■ What to do
Rename "van roof" to "vehicle roof" in the records from the line containing "tinted window in the picture above?" through the end of the records, and write out those lines again with nothing else changed.

■ Given records
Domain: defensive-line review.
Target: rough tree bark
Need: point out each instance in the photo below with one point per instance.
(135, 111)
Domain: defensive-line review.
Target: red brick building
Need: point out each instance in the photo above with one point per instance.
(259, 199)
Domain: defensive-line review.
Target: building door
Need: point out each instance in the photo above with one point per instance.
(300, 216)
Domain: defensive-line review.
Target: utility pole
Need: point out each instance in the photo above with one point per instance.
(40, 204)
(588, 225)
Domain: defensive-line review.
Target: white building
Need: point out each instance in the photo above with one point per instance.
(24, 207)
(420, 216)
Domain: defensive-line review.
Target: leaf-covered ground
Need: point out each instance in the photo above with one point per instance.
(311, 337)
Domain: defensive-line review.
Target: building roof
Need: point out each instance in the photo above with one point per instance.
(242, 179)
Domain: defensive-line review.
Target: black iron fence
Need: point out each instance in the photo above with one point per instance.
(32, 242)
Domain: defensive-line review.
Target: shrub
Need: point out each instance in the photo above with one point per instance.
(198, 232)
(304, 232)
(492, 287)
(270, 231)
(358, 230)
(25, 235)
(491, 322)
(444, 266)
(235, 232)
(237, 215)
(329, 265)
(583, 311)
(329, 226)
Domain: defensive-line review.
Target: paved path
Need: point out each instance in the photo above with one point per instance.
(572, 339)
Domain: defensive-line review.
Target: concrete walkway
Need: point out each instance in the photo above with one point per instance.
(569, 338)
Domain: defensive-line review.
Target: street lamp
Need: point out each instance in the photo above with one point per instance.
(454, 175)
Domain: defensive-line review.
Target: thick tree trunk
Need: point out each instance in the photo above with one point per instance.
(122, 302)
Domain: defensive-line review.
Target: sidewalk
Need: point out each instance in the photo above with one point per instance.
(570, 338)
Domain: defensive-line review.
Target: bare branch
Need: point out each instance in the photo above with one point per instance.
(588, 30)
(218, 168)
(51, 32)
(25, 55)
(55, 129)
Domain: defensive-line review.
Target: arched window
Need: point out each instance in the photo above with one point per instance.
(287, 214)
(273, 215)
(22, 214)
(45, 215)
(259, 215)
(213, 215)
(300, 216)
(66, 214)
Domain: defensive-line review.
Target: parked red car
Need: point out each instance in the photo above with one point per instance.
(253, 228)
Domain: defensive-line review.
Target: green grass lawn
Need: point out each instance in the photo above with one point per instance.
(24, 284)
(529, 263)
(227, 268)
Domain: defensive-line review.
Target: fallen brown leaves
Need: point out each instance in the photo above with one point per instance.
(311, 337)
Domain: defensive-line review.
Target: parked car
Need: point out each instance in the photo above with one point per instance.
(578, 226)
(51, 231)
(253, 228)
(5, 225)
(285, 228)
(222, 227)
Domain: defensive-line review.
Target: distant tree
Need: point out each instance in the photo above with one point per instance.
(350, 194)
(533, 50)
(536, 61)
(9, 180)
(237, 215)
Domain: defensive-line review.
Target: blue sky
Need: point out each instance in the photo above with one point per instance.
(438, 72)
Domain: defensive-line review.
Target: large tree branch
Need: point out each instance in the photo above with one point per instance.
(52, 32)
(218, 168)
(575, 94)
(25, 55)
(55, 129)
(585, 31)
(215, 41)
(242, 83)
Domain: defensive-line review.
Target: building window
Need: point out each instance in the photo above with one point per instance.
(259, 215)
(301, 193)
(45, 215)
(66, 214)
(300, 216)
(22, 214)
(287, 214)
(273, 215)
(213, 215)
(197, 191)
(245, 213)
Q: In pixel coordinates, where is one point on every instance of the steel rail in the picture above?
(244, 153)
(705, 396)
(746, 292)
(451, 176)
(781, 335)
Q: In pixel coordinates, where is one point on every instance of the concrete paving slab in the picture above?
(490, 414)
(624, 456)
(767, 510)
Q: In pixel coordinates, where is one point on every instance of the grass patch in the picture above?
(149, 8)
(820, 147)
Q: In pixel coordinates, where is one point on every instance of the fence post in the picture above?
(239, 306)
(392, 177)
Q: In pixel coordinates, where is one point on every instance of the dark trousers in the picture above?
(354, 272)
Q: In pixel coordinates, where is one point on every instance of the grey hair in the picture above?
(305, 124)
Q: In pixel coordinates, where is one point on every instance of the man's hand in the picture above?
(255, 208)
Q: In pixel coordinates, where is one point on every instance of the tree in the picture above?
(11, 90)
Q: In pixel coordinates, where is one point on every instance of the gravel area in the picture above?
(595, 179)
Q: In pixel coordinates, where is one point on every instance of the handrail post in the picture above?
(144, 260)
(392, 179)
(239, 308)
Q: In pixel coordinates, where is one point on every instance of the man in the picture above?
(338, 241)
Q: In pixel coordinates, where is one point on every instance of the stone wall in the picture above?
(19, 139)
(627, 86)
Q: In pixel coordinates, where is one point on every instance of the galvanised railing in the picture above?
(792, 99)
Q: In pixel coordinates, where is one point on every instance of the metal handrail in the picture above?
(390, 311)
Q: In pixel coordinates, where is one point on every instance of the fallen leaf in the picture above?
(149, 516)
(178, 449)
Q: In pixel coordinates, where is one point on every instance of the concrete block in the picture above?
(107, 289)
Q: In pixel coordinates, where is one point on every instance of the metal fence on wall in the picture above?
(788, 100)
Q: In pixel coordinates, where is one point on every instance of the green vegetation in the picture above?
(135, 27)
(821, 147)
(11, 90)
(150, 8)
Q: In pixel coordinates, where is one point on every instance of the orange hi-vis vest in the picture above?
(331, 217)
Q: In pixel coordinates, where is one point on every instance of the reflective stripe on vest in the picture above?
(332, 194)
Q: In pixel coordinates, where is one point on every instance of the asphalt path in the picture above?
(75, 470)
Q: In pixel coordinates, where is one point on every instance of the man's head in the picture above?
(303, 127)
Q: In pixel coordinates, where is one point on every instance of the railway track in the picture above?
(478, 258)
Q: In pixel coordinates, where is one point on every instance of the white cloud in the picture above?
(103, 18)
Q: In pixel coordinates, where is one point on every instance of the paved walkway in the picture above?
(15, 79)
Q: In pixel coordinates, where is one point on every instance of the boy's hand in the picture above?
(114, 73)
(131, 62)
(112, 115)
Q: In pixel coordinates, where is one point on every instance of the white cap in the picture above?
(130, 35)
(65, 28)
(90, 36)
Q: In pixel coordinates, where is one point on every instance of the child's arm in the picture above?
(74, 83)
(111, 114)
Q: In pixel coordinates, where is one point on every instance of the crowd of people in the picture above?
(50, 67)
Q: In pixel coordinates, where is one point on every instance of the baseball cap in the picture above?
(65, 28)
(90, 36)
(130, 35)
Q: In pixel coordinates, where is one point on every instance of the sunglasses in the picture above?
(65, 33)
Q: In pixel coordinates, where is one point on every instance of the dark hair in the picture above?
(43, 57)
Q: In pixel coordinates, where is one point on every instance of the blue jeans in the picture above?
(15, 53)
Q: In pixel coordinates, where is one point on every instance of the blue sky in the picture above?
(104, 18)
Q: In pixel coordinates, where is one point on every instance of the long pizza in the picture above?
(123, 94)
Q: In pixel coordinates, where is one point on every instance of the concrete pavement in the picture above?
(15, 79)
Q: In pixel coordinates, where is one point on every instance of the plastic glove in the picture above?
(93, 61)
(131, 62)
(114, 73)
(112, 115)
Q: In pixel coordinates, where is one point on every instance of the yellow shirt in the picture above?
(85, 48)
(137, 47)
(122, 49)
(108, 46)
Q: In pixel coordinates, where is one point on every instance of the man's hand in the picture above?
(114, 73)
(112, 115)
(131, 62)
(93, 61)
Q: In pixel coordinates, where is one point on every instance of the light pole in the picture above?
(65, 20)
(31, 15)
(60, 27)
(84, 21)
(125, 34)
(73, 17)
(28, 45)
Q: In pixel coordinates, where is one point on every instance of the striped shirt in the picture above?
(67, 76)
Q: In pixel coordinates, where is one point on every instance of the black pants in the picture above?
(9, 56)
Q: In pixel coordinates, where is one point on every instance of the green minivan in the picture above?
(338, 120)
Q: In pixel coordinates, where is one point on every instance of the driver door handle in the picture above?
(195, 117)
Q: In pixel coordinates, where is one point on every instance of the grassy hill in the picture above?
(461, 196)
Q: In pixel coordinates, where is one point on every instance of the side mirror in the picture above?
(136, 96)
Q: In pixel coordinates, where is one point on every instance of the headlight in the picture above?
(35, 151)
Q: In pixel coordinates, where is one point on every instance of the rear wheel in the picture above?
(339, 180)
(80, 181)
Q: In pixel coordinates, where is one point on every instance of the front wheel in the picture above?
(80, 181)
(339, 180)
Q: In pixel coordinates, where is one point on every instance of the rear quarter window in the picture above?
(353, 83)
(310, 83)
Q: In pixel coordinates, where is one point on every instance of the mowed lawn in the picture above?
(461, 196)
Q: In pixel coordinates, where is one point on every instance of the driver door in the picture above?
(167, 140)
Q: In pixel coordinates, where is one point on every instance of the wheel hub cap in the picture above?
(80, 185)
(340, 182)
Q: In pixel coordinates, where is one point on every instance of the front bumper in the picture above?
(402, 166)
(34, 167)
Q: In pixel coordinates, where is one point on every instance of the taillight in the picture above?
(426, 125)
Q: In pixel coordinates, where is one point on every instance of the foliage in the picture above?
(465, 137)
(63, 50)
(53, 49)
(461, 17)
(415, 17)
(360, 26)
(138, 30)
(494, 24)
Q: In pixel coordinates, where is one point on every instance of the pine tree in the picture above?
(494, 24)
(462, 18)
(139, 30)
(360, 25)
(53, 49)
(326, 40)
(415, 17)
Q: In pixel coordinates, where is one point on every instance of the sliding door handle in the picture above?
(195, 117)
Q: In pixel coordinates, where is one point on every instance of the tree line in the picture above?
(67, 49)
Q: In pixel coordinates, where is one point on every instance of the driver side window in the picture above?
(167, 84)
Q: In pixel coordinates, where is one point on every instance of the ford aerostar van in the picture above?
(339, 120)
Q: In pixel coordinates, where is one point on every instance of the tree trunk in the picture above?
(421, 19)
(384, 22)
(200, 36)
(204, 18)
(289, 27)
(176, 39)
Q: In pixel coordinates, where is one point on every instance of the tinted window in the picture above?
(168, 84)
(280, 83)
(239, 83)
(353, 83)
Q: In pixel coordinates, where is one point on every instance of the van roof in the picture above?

■ Solution
Q: In pixel coordinates, where is one point on every instance of the tinted window in the picture above?
(168, 84)
(280, 83)
(239, 83)
(353, 83)
Q: In pixel coordinates, where is one point on every instance of the vehicle roof in the picture above?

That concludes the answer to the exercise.